(Items for location identification)
========

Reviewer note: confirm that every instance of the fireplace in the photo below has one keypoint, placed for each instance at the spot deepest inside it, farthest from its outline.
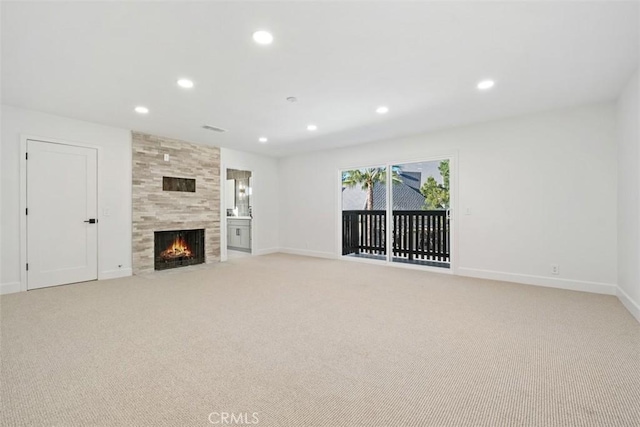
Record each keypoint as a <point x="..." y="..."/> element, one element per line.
<point x="178" y="248"/>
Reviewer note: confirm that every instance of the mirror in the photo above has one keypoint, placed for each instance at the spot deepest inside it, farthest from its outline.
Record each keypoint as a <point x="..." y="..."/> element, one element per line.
<point x="238" y="193"/>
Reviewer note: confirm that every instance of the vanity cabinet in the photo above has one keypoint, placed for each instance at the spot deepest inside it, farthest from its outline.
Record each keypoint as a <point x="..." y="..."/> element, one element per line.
<point x="239" y="234"/>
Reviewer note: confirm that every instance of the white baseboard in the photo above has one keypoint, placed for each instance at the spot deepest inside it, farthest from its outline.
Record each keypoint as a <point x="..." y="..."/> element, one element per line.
<point x="266" y="251"/>
<point x="9" y="288"/>
<point x="573" y="285"/>
<point x="306" y="252"/>
<point x="115" y="274"/>
<point x="631" y="305"/>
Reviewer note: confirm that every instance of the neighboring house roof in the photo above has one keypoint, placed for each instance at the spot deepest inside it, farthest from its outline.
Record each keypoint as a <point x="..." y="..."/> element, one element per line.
<point x="406" y="195"/>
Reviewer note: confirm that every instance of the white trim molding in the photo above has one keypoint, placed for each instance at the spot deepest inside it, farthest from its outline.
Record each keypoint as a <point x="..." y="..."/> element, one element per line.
<point x="569" y="284"/>
<point x="628" y="303"/>
<point x="266" y="251"/>
<point x="10" y="288"/>
<point x="115" y="274"/>
<point x="305" y="252"/>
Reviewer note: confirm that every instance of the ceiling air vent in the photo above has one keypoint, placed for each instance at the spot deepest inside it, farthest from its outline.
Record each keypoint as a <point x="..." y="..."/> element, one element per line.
<point x="213" y="128"/>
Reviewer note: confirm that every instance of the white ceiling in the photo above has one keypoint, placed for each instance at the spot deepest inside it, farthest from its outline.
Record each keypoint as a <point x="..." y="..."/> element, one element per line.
<point x="97" y="61"/>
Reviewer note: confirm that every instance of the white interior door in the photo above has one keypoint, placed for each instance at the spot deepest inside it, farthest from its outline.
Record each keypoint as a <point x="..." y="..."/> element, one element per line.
<point x="62" y="229"/>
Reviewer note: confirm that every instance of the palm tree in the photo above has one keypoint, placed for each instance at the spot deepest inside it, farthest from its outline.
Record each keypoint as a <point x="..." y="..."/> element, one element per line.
<point x="367" y="178"/>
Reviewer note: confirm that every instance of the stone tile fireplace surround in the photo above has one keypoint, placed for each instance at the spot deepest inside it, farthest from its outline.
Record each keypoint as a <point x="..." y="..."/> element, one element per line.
<point x="158" y="210"/>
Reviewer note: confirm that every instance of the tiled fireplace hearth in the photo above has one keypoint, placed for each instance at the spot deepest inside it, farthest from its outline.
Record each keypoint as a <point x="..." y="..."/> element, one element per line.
<point x="176" y="203"/>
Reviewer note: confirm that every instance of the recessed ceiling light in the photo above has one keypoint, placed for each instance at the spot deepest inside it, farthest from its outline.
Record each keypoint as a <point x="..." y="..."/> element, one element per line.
<point x="486" y="84"/>
<point x="263" y="37"/>
<point x="185" y="83"/>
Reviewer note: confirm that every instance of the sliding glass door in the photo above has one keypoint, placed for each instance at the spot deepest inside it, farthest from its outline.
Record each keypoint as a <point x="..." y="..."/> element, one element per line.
<point x="364" y="213"/>
<point x="420" y="217"/>
<point x="398" y="213"/>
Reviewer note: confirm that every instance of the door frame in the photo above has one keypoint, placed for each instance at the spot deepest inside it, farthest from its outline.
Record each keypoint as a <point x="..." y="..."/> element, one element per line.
<point x="453" y="206"/>
<point x="223" y="211"/>
<point x="23" y="197"/>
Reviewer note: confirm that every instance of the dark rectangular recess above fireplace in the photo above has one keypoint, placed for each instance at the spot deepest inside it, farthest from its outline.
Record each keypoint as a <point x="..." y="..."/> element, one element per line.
<point x="170" y="183"/>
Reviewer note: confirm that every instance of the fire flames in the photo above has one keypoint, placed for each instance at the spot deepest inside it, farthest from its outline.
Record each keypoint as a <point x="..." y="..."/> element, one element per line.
<point x="178" y="249"/>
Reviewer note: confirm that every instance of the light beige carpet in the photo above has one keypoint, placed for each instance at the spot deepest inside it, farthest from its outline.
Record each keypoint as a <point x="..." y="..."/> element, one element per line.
<point x="311" y="342"/>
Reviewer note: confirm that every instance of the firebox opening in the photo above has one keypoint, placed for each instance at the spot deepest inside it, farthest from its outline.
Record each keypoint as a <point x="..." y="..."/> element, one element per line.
<point x="178" y="248"/>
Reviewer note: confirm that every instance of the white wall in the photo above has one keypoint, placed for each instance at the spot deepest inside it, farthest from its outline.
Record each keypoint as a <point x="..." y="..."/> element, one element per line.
<point x="629" y="197"/>
<point x="541" y="190"/>
<point x="114" y="188"/>
<point x="264" y="197"/>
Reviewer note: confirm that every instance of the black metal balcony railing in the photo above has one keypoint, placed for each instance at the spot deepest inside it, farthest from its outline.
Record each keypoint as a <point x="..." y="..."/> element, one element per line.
<point x="417" y="235"/>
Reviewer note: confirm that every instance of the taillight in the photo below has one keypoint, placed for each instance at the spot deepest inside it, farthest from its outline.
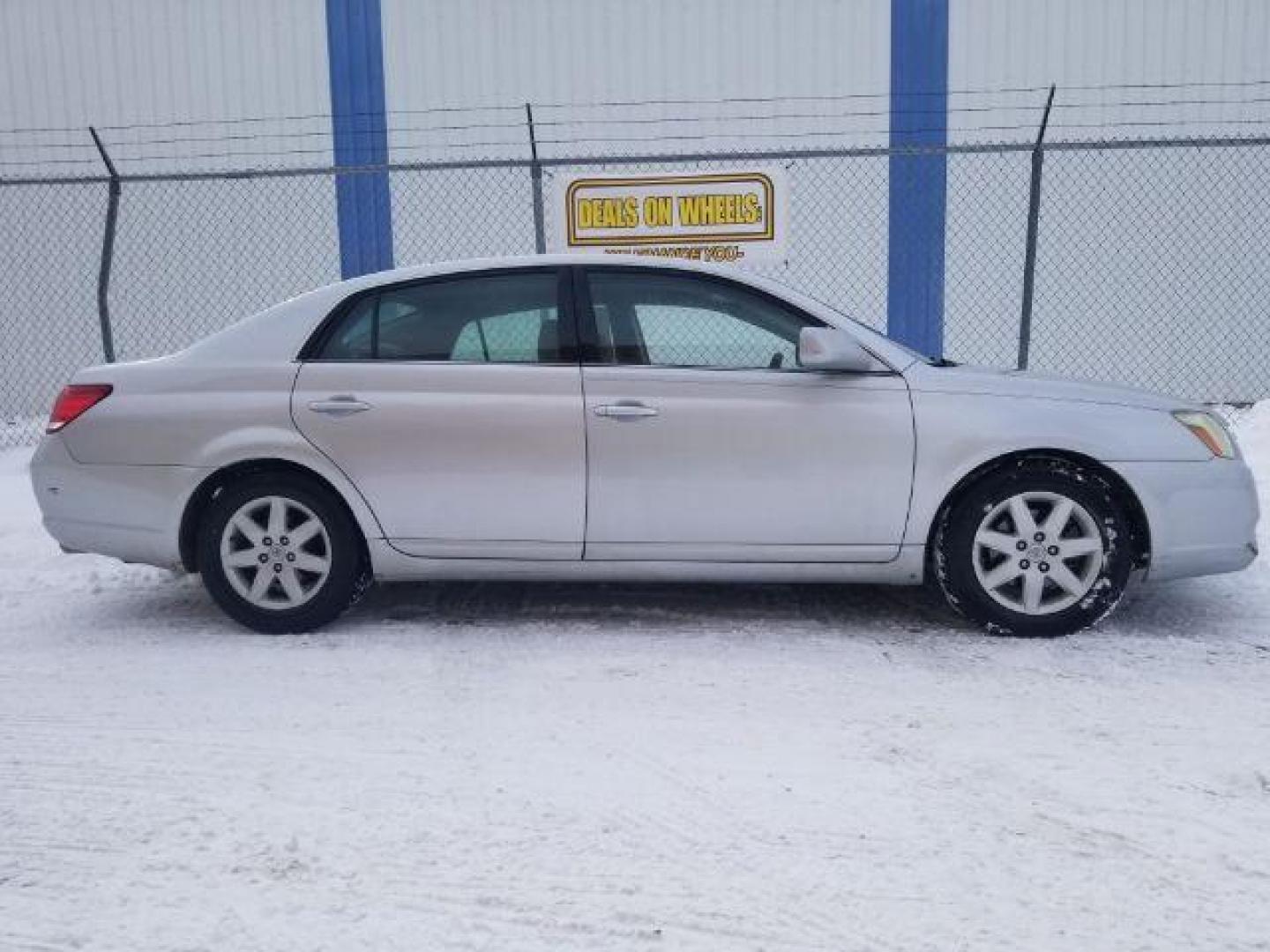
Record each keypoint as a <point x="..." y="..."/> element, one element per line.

========

▸ Set task
Reproduce all of the lines above verbatim, omitting the pictures.

▸ Finished answer
Reviewer note: confirm that every instance of the fireplace in the photo below has one keypoint, placed for each instance at the spot deepest inside it, farthest from its outline.
Record each keypoint as a <point x="..." y="..."/> element, one element per line.
<point x="178" y="248"/>
Reviewer note: confirm that every instance of the mirror in the photo above has one keypoint, placed for each instance at the spot deepest inside it, farthest from its outline.
Record each keypoint as a <point x="..." y="..."/> element, one element per line.
<point x="238" y="193"/>
Reviewer note: confirm that every instance of the vanity cabinet in the photo above has one keypoint, placed for each instance at the spot deepest inside it, farthest from its outline.
Record each keypoint as a <point x="..." y="..."/> element, one element per line.
<point x="239" y="234"/>
Reviewer note: confirm that every instance of the white baseboard in the photo above has one keypoint, placed for each instance at the spot deepest inside it, farthest from its outline.
Record each keypoint as a <point x="..." y="..."/> element, one element per line.
<point x="266" y="251"/>
<point x="9" y="288"/>
<point x="573" y="285"/>
<point x="306" y="252"/>
<point x="115" y="274"/>
<point x="631" y="305"/>
Reviewer note: confirm that every instance of the neighboring house roof in the photo above has one keypoint, placed for each instance at the spot deepest inside it, farthest from its outline.
Record each keypoint as a <point x="..." y="..."/> element, one element per line.
<point x="406" y="195"/>
Reviewer note: confirm that every instance of the white trim molding in the photo above has one keypoint, placed for each instance at the spot deepest inside it, farthest from its outline.
Record each keypoint as a <point x="..." y="..."/> element, one element per line.
<point x="569" y="284"/>
<point x="628" y="303"/>
<point x="266" y="251"/>
<point x="10" y="288"/>
<point x="115" y="274"/>
<point x="305" y="252"/>
Reviewer note: confirm that every instance of the ceiling air vent in the photo above has one keypoint, placed for each instance at the spot deepest inside it, farthest from its outline.
Record each keypoint as a <point x="..." y="..."/> element, one element per line.
<point x="213" y="128"/>
Reviewer note: confirm that every instance of the white ceiling in the photo above has one keypoint, placed for each instance at the spot deepest inside it, farthest from its outline.
Record each keypoint as a <point x="..." y="..."/> element, one element per line.
<point x="97" y="61"/>
Reviewer note: confirm that every instance of the white interior door in the photo above has one keypoint, placed for each instance at the spot deepest inside it, farthest from its outline.
Record each keypoint as a <point x="..." y="..."/> element, one element per line.
<point x="62" y="229"/>
Reviewer note: confirm that every instance of the palm tree in the photo above has one keypoint, placed for each instance at the spot deepest inside it, farthest from its outline.
Record each keypoint as a <point x="..." y="..."/> element, one element per line.
<point x="367" y="178"/>
Reviewer note: confirm that every instance of the stone tile fireplace surround in the photo above has one keypoint, placed for each instance at the spot deepest inside it, farthest from its outline.
Record each keypoint as a <point x="..." y="..."/> element, one element per line.
<point x="158" y="210"/>
Reviewer note: confirm that every instance of the tiled fireplace hearth in the photo above has one keypoint, placed for each instance at the spot deepest inside it, farthest from its outline.
Record each keypoint as a <point x="..." y="..."/> element, one element per line.
<point x="176" y="203"/>
Reviewer note: confirm that every instance of the recessed ceiling light in the photo above has one keypoint, placed for each instance at the spot deepest inside it, farthest from its outline.
Record each keypoint as a <point x="..." y="..."/> element, one element per line.
<point x="486" y="84"/>
<point x="263" y="37"/>
<point x="185" y="83"/>
Reviewer note: confirm that every instance of the sliding glass door in the photo above has one keypoint, placed for each instance at the spot deepest inside it, farthest from its outline.
Record each keypoint as a <point x="..." y="..."/> element, one element per line.
<point x="364" y="213"/>
<point x="420" y="217"/>
<point x="398" y="213"/>
Reviewer note: confirm that every instance of the door frame in the photo above has one keypoint, placed for each instance at the spot deepest inside it, farthest from its outline.
Record each keypoint as a <point x="..." y="..."/> element, one element per line.
<point x="453" y="206"/>
<point x="223" y="211"/>
<point x="23" y="197"/>
Reviewer note: confirm that every instance of the dark rectangular recess above fireplace in the photo above has one keypoint, placed for each instance at the spot deepest inside it, farthest from its outline.
Record each keypoint as a <point x="..." y="..."/> element, one element per line.
<point x="170" y="183"/>
Reviewer note: confirm that every instance of the fire flames in the photo above has one keypoint, placed for each instance at the spot deepest inside it, farthest from its outline.
Record each keypoint as a <point x="..." y="..."/> element, one element per line.
<point x="178" y="249"/>
Reviewer note: confirm that every instance of the light beige carpet in the photo above has one keypoint, placed for each instance at the spot deepest inside it, farthest from its outline.
Record each keypoint as a <point x="..." y="..."/> element, one element per line.
<point x="311" y="342"/>
Reviewer note: confirm that every instance of the firebox opening in the photo above has one keypoint, placed for each instance at the spot deepest inside it, farthest from its outline.
Record each keypoint as a <point x="..." y="..."/> element, one element per line.
<point x="178" y="248"/>
Reviewer note: confirm that every instance of the white wall in the photo above has one keypoint, placed for each instance at the spot deepest inside it, farthest from its outline.
Record each keypoint as a <point x="..." y="..."/> element, one element per line.
<point x="629" y="197"/>
<point x="541" y="190"/>
<point x="114" y="188"/>
<point x="264" y="197"/>
Reviewer note: confirm that every instance of the black metal balcony railing in the photo above has one keypoint, placed for each instance at the spot deepest inside it, farthest from its outline.
Record each keypoint as a <point x="..." y="..."/> element, one element per line.
<point x="417" y="235"/>
Reviewer note: confirm that every instance of the taillight in the photo below has one keypoint, placed for each instance at the spot deepest inside it, farthest from its outline.
Record each keypoint as a <point x="..." y="..."/> element, one element per line.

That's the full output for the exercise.